__TASK PROMPT__. Please transcribe the lines below exactly, and leave every image behind.
┌──
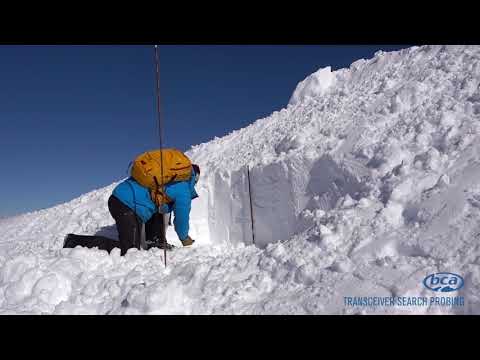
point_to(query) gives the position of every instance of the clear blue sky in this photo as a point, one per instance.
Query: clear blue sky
(73, 117)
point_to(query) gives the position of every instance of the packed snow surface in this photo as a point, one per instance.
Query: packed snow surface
(367, 182)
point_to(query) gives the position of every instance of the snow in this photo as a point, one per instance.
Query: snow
(362, 186)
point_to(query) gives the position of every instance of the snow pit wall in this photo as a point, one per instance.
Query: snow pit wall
(280, 192)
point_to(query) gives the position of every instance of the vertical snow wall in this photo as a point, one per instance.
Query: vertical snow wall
(280, 192)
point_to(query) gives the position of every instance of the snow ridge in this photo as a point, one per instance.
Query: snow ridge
(363, 185)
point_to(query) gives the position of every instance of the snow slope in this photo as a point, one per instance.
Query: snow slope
(363, 185)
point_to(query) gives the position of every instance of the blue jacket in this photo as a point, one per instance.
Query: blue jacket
(137, 198)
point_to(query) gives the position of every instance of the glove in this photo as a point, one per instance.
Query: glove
(188, 241)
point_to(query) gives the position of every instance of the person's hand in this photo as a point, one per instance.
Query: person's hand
(188, 241)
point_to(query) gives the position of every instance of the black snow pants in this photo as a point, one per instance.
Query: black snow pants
(129, 227)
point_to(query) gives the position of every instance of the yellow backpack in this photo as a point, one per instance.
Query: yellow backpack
(146, 170)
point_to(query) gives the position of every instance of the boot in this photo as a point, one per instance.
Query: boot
(188, 241)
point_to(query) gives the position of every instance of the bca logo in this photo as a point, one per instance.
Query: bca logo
(443, 282)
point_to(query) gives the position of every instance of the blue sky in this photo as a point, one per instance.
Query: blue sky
(73, 117)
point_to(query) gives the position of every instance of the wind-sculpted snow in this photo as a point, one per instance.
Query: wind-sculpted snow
(366, 183)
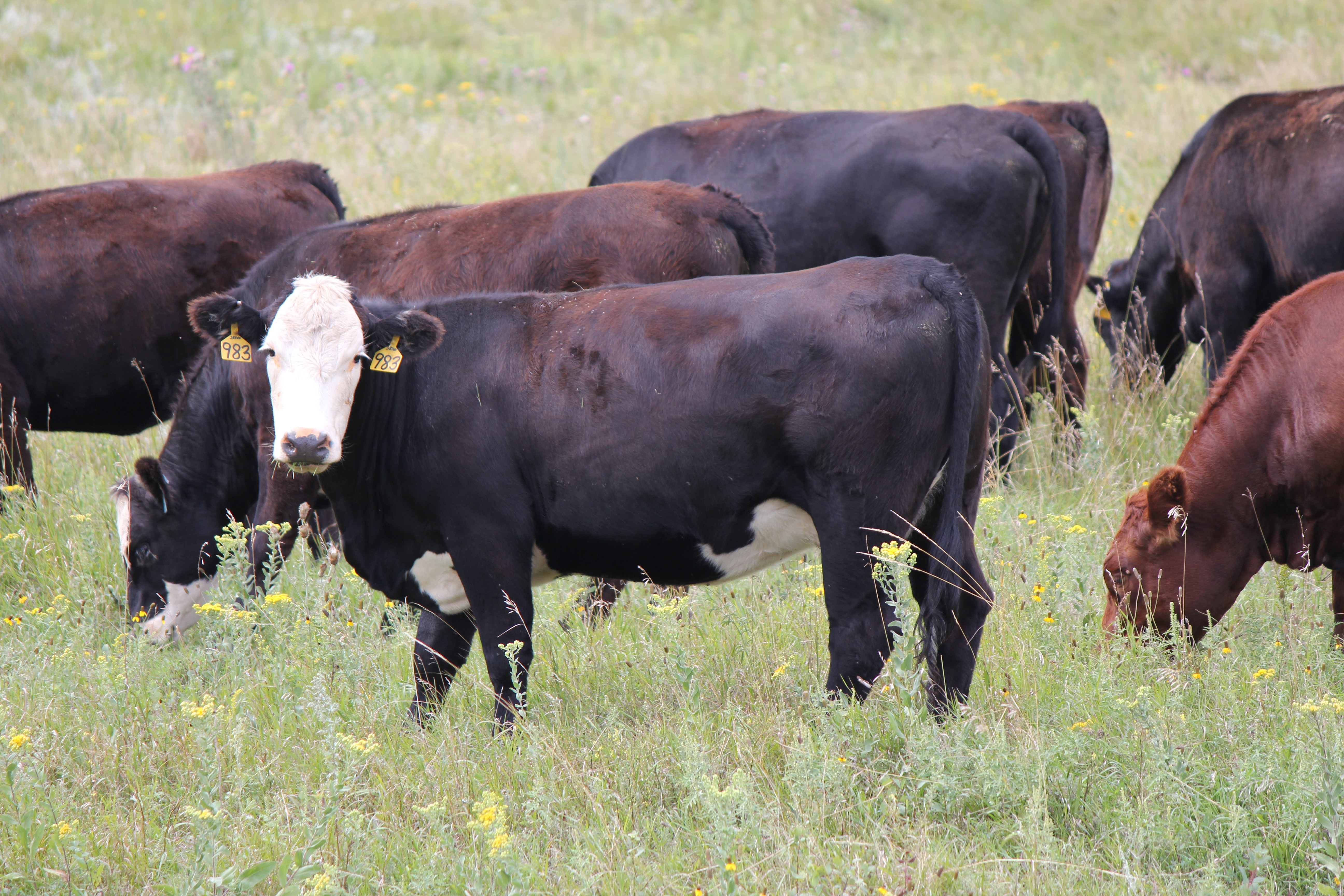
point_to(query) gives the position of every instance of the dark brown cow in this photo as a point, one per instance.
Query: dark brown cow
(1261, 477)
(553, 242)
(1253, 212)
(1084, 143)
(95, 283)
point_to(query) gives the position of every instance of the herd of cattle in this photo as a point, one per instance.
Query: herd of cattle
(752, 335)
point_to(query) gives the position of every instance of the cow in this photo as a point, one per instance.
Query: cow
(95, 283)
(1252, 213)
(677, 433)
(971, 187)
(1260, 479)
(1080, 134)
(216, 463)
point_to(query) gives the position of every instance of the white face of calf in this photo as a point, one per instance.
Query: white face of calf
(314, 347)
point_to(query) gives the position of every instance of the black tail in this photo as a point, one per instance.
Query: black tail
(952, 536)
(1029, 135)
(319, 178)
(754, 238)
(1087, 120)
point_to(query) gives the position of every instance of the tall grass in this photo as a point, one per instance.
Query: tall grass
(682, 737)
└──
__WRITTEN SOLUTION__.
point_to(query) gives the position of every instance of the clear blue sky in this photo as a point, one per instance.
Query: clear blue sky
(73, 117)
point_to(query) gives the position of every instance of the packed snow surface in this photo as a point, one per instance.
Query: packed snow surface
(367, 182)
point_to(query) gives the position of every instance of the snow in this photo as a point, one per instance.
Query: snow
(362, 186)
point_to(query) gives the position of every instance of the snow pit wall in this photo as a point, one per instance.
Query: snow pit wall
(280, 192)
point_to(query) gives the position of every instance of the vertical snow wall in this photo as a point, one per instance.
Query: vertical snow wall
(280, 192)
point_to(query) gives the position of every instance of the snow ridge in this photo as a point, one per instance.
Query: snow ridge
(363, 185)
point_to(query) gives the position of every instance of the snow slope in this photo as a point, one per instance.
Query: snow slope
(363, 185)
point_to(query) gives the position of every instance of the blue jacket in this photo as a point, one per instance.
Query: blue jacket
(137, 198)
point_to(query) gives the position of every instance of the glove in this photo as a point, one per instance.
Query: glove
(188, 241)
point_to(query) gives the position of every instance of the person's hand in this photo as a point, one per instance.
Query: person's hand
(188, 241)
point_to(query) gives the position of every instance of the black snow pants in this photo as a point, one per instance.
Query: black snow pants
(129, 227)
point_to(query) gives the position of every instance of the yellow backpack in this photo as a point, one per instance.
Query: yellow backpack
(146, 170)
point_to(query) gives the position of every instance of the boot in this photo as a point, one per instance.
Query: boot
(188, 241)
point_to(query) gives the position of every instance of the bca logo in this photo as a point, one per instance.
Query: bca logo
(443, 282)
point_to(query) gives the position of every instance of the blue sky in this photo as a point, one per instance.
Query: blue sky
(73, 117)
point_to(query) gives the position of every instance of the wind-sculpted snow in this photo as a point, one per instance.
Query: wind-sculpted snow
(366, 183)
point_to(query) gives the position of every instance of the dark brown cow in this photo as a point, one per instance.
Query: dark brown cow
(1261, 477)
(553, 242)
(1253, 212)
(1084, 143)
(95, 283)
point_to(query) gives the position of every instance of the herd of cattle in this photo as a point, one per instance.
Query: herd of cattle
(752, 335)
point_to(query) gives the position of every instance of the cow in this photo as a point, one per instance.
Query: cow
(95, 283)
(1252, 213)
(677, 433)
(971, 187)
(1260, 479)
(1080, 134)
(216, 463)
point_to(query) gives the position of every instance of the white face of calf in this photo as a point, one per instance.
Query: white face of calf
(314, 347)
point_to(query) gives the position of every instance of the black tail in this photo as a point, one per instance.
Query: black tail
(952, 536)
(1029, 135)
(319, 178)
(754, 238)
(1087, 120)
point_to(query) gives the position of every instance of the tall grass in this photo as a point, one per instance.
Query: tall grass
(682, 737)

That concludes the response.